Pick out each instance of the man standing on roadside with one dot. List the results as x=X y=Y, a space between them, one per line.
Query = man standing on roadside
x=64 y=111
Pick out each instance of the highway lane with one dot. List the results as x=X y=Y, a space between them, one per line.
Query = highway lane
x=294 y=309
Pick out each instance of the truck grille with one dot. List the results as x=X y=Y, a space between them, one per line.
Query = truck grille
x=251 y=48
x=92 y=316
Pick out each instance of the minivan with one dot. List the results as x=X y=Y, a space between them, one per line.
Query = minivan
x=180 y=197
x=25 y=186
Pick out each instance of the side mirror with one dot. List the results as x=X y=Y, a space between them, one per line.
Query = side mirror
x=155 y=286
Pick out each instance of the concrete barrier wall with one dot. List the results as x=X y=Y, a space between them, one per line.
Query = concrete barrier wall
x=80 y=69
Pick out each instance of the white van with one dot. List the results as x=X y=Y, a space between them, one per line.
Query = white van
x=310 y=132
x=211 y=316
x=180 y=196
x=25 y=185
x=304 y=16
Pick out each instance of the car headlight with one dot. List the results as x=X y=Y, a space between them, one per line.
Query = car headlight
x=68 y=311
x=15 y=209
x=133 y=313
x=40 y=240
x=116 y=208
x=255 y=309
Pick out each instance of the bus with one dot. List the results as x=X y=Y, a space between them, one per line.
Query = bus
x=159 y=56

§ Aim of the exercise
The listing above should be repeated in its entirety, unchanged.

§ Exercise solution
Pick out each instance of the man standing on roadside with one dot. List the results as x=X y=Y, a space between them, one per line.
Query = man standing on roadside
x=64 y=111
Pick out each instance of the highway lane with one dot. List the results as x=X y=Y, a space between them, one per line.
Query = highway lane
x=294 y=309
Pick out each instance of the truck grille with one dot. List the results as x=X y=Y, a space between them, one per line.
Query = truck grille
x=251 y=48
x=92 y=316
Pick out each instance of the minivan with one dot. List the results as x=X y=Y, a space between them, one per line.
Query = minivan
x=180 y=197
x=25 y=186
Pick out each instance of the side mirror with one dot. List the results as x=X y=Y, a space between them, one per line.
Query = side mirror
x=155 y=286
Pick out each instance of the concrete barrier wall with one dot. List the results as x=X y=Y, a space between them, one per line.
Query = concrete barrier wall
x=80 y=69
Pick out each instance of the white van with one dot. List the results as x=X y=Y, a space between them, one per line.
Query = white van
x=310 y=132
x=211 y=316
x=180 y=196
x=25 y=185
x=304 y=16
Pick out each instance of the car headlight with one dot. List the results as x=X y=Y, a space between them, one per line.
Query = car headlight
x=68 y=311
x=15 y=209
x=133 y=313
x=40 y=240
x=116 y=208
x=255 y=309
Pick out each instance of the bus with one dot. List the results as x=X y=Y, a space between them, one per line.
Query = bus
x=159 y=56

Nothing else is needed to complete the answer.